Travail à réaliser =
(1) Reproduisez fidèlement le passage du texte sur la Kabylie qui s'ouvre sur les mots « Chaque village était » et se clôt sur « de la Kabylie. ».
(2) Traduisez en anglais cette phrase du texte sur la Kabylie : « Leur organisation sociale est restée la même durant plusieurs siècles. »

Texte de référence =
________________________________________
L’Algérie indépendante est née en 1962. Cependant, la Kabylie, en tant que région et socle d’une population ayant des caractéristiques et une organisation sociale propres à celle-ci, est le produit d’une longue histoire. Cette population est le contraire de celle que décrivait La Boétie dans son œuvre « Discours sur la servitude volontaire ».
Le mot Amazigh signifie « Homme libre ». On comprend mieux son sens lorsqu’on se trouve dans l’un de ces villages kabyles perché en haut d’une montagne. La première question qui vient à l’esprit est la suivante : Pourquoi, les premiers habitants arrivés sur les lieux, ont-ils délaissé toutes les plaines fertiles situées dans la vallée pour venir s’installer dans cet endroit si austère et inhospitalier ? La réponse, on la trouvera dans le dicton kabyle : Win is3ane deg adrar ur yatsagwad d-agzaghar : « Qui a les siens dans la montagne, n’a rien à redouter dans la plaine ».
En fait, pour la population kabyle, la montagne constitue un rempart la protégeant des potentiels envahisseurs. Il fut un temps où les villageois descendaient armés de leurs montagnes afin de se rendre à la vallée pour travailler leurs terres dont le relief leur permettait de cultiver des céréales et pratiquer l’arboriculture intensive. Le soir, ils rentraient à leurs villages où leurs femmes et enfants étaient à l’abri de tout danger. Leur organisation sociale est restée la même durant plusieurs siècles.
Chaque village était une sorte d’une petite république laïque et autonome différente, en revanche, de la république athénienne, car elle était égalitaire et ne pratiquait pas l’esclavage. Donc, il n’y avait pas de classes sociales et l’enrichissement personnel était très mal perçu et était même considéré comme illicite et faisait l’objet de suspicion.
Pour les Kabyles de l’époque, la vraie richesse était la procréation, et l’égalitarisme était considéré comme étant le garant de l’homogénéité de la société. Devenant de plus en plus exiguë, l’étendue de leurs terres cultivables ne pouvait leur permettre d’y vivre aisément. Pour cette raison, ils avaient développé des activités artisanales et des techniques guerrières qu’ils arrivaient à vendre à d’autres régions en dehors de la Kabylie.
________________________________________
Extraits de données =

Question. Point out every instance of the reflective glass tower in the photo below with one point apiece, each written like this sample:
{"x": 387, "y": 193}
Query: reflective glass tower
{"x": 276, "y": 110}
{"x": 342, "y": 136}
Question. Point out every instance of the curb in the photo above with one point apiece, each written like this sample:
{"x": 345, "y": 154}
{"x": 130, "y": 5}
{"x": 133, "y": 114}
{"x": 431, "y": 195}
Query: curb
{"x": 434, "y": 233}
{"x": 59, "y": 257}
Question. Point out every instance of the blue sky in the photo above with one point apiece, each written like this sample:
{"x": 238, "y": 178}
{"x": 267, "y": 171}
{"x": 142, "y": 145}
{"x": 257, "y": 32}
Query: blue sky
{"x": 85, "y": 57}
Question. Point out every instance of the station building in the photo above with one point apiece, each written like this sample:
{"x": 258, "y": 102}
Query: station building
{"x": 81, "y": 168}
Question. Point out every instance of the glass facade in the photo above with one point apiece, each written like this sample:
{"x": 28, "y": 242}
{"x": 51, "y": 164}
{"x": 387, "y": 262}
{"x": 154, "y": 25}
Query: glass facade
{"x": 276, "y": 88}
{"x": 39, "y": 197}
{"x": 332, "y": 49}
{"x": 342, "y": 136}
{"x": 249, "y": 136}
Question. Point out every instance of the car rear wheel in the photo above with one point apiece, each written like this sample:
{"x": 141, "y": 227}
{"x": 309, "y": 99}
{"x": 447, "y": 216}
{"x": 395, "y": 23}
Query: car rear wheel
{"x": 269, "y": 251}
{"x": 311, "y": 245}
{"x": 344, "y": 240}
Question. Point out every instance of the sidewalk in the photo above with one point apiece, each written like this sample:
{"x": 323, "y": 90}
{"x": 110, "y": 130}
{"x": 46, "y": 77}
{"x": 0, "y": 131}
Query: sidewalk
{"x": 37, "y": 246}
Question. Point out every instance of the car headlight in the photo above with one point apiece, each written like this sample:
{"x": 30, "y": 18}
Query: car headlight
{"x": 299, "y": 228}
________________________________________
Corrigé des exercices =
(1)
Chaque village était une sorte d’une petite république laïque et autonome différente, en revanche, de la république athénienne, car elle était égalitaire et ne pratiquait pas l’esclavage. Donc, il n’y avait pas de classes sociales et l’enrichissement personnel était très mal perçu et était même considéré comme illicite et faisait l’objet de suspicion.
Pour les Kabyles de l’époque, la vraie richesse était la procréation, et l’égalitarisme était considéré comme étant le garant de l’homogénéité de la société. Devenant de plus en plus exiguë, l’étendue de leurs terres cultivables ne pouvait leur permettre d’y vivre aisément. Pour cette raison, ils avaient développé des activités artisanales et des techniques guerrières qu’ils arrivaient à vendre à d’autres régions en dehors de la Kabylie.

(2) Their social organization remained the same for several centuries.